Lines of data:
○ ○ ○ ○ ○
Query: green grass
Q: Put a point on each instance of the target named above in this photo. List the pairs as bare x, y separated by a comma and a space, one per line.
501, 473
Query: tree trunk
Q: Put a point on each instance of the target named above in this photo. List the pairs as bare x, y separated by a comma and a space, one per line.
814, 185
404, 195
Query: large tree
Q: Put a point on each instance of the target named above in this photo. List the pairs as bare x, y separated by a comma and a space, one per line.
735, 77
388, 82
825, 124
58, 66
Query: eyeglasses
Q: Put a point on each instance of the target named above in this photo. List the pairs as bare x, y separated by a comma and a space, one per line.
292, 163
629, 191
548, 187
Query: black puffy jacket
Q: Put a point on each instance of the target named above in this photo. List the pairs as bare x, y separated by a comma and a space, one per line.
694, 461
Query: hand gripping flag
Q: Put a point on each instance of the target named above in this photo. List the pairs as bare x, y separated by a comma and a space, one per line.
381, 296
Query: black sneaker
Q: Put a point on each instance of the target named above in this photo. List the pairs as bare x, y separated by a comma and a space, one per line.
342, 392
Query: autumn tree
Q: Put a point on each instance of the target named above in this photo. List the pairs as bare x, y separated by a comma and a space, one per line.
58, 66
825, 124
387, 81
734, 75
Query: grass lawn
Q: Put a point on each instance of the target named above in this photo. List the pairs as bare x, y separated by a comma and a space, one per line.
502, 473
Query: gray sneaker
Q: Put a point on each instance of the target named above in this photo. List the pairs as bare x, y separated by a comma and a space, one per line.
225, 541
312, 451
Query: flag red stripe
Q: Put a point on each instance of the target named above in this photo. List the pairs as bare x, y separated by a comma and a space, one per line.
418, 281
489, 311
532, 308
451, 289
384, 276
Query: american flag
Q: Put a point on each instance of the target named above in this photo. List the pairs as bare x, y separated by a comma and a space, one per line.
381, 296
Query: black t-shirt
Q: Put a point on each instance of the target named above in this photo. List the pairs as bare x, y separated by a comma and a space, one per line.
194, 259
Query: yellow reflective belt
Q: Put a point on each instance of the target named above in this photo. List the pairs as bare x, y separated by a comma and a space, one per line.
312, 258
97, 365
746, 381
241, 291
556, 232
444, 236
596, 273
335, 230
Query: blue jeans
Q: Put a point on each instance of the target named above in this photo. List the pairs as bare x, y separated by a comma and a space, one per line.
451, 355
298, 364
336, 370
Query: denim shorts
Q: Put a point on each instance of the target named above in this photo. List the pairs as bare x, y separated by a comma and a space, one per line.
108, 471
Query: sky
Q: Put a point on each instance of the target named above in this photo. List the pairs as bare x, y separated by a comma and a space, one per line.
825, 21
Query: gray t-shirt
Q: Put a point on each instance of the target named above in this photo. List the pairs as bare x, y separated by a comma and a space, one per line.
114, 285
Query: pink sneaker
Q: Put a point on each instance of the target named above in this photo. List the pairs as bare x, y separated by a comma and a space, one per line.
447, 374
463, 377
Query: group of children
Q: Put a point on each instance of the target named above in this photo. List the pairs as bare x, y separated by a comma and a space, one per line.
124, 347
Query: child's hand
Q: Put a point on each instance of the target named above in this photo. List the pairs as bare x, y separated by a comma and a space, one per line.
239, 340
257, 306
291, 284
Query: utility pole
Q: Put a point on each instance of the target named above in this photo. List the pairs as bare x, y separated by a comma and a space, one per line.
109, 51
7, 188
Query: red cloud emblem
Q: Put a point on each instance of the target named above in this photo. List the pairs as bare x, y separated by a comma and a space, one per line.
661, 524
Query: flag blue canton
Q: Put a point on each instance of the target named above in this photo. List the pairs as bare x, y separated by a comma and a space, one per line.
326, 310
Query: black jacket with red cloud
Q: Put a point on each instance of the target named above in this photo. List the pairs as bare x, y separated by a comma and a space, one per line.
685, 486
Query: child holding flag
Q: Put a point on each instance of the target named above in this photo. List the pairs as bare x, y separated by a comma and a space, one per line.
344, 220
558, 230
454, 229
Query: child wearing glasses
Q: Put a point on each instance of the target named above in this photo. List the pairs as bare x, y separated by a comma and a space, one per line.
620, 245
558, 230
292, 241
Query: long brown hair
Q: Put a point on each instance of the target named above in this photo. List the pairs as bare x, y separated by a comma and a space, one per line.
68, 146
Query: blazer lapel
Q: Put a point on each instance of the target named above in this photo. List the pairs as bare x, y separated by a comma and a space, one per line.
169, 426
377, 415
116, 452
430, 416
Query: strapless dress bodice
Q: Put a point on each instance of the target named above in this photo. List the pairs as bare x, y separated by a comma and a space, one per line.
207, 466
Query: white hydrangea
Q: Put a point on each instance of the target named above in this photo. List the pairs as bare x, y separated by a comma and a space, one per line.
○ ○ ○ ○ ○
Return each entry from above without altering a single character.

Query: green grass
Q: Put a point on each instance of the target named above in this photo. List the pairs as bare x, y separated by a comma and a space, one per line.
501, 473
Query: tree trunk
Q: Put a point on each instance of the target named above in this photo. List the pairs as bare x, y separated by a comma and a space, one per line.
814, 185
404, 195
Query: large tree
Q: Put a point on each instance of the target named above in this photo. List the pairs as bare x, y separated by a comma and a space, one per line.
735, 77
388, 82
825, 124
58, 66
Query: eyeglasses
Q: Put a point on each instance of the target named above in this photo. List the pairs as bare x, y separated by a comma and a space, one per line.
292, 163
629, 191
548, 187
Query: black puffy jacket
Q: Put a point on each instance of the target named above in this photo. List the pairs as bare x, y separated by a comma and a space, one per line.
694, 461
Query: hand gripping flag
Q: Put a point on each instance of the target named above in this photo. List the pairs as bare x, y separated by a comma and a space, one per line.
381, 296
Query: black sneaker
Q: Put a point on each instance of the target named above in this photo. List the pairs as bare x, y separated by a comma and a space, one per line.
342, 392
Query: autumn tree
Q: Put a point on each instance of the target named above in this photo. List the pairs as bare x, y separated by a comma and a space, one per line.
58, 66
825, 124
387, 81
734, 75
Query: grass lawn
Q: Put a point on each instance of the target named above in this photo. List the pairs as bare x, y separated by a comma and a space, one per line.
502, 473
Query: gray sneaker
Q: Put a point on each instance of the target named above in this photo. List the pairs as bare x, y separated by a comma and a space, one per line.
225, 541
312, 451
Query: flag red stripe
Q: Put a point on each instance of the target named above in this photo. List the pairs as bare x, y separated by a comma and a space, one per line.
418, 281
489, 311
532, 308
451, 289
384, 276
Query: american flag
Q: Put a point on each instance of the target named above in this photo. List the pairs as bare x, y separated by a comma and a space, one per line.
381, 296
Query: black t-shirt
Q: Put a point on each instance of the target named above in this photo. List the pairs as bare x, y separated by a comma and a space, one per line.
194, 259
Query: yellow reflective belt
Q: Put a point on each instance of the target named above in this photo. List the pairs as bare x, y separated by a comma and a space, one per line.
312, 258
97, 365
746, 381
241, 291
556, 232
444, 236
596, 273
335, 230
Query: blue jeans
Q: Put a point on each instance of the target named above in this photo. List the pairs as bare x, y separated by a comma and a space, one per line.
451, 355
298, 364
336, 370
Query: denim shorts
Q: Put a point on each instance of the target named above in this photo. List the pairs as bare x, y separated by a comma and a space, one per line.
108, 471
Query: sky
Q: Put a point on each instance of the target named above in this photo. List the pairs as bare x, y separated by a comma and a space, one per line.
825, 21
Query: gray t-shirt
Q: Put a point on each instance of the target named above in this photo. List the pairs as bare x, y separated by a comma and a space, one per line.
114, 285
Query: pink sneaker
Q: Put a point on each instance of the target named above in this photo. List the pairs as bare x, y separated by a comma and a space, one per line.
447, 374
463, 377
Query: group of children
Q: Put a point on each instance of the target named above in this photo. List the pairs as bare x, y separated by a comma and a space, one per line.
124, 347
Query: child's hand
Q: Put a point on each instance of the target named above in this photo. List the pairs as bare x, y separated by a comma and a space, one per line.
239, 340
257, 306
291, 284
Query: utility pole
Q: Put a point on each instance of the target named above in this photo. List the pairs as bare x, y separated by a comma and a space, one per line.
109, 51
7, 188
Query: red cloud emblem
Q: Put a point on each instance of the target named above in this photo. List the pairs as bare x, y separated by a comma and a space, one per line.
661, 524
Query: flag blue canton
Q: Put a point on each instance of the target named above in this photo. List the pairs as bare x, y separated by a comma and a space, one per line.
326, 310
Query: black jacket with red cloud
Q: Put a point on each instance of the target named above in this photo. List the pairs as bare x, y separated by a comma and a space, one per line.
685, 486
Query: child holding flag
Q: Put a point on each instance of the target named above in this photo. List the pairs as bare x, y separated by a comma and a space, one per line.
344, 220
558, 230
454, 229
Query: child wearing glasses
Q: Put a point on each instance of the target named above in this photo. List the pairs as bare x, y separated by a comma and a space, one per line.
620, 245
558, 230
292, 241
Query: long brown hair
Q: Put a point on each instance of the target named above in this photo. List the pairs as bare x, y separated by a comma and a space, one per line.
68, 146
Query: blazer lapel
Q: Put a point on each instance of the target named above in this photo. List the pairs as bare x, y separated by a comma and a space, one per line.
169, 426
377, 415
116, 452
430, 416
Query: strapless dress bodice
Q: Put a point on each instance of the target named above in this photo. List the pairs as bare x, y separated by a comma and a space, one per line.
207, 466
Query: white hydrangea
Q: Put a point on each instance of the target named above in this photo. List the pairs as bare x, y separated by a comma and a space, one per line.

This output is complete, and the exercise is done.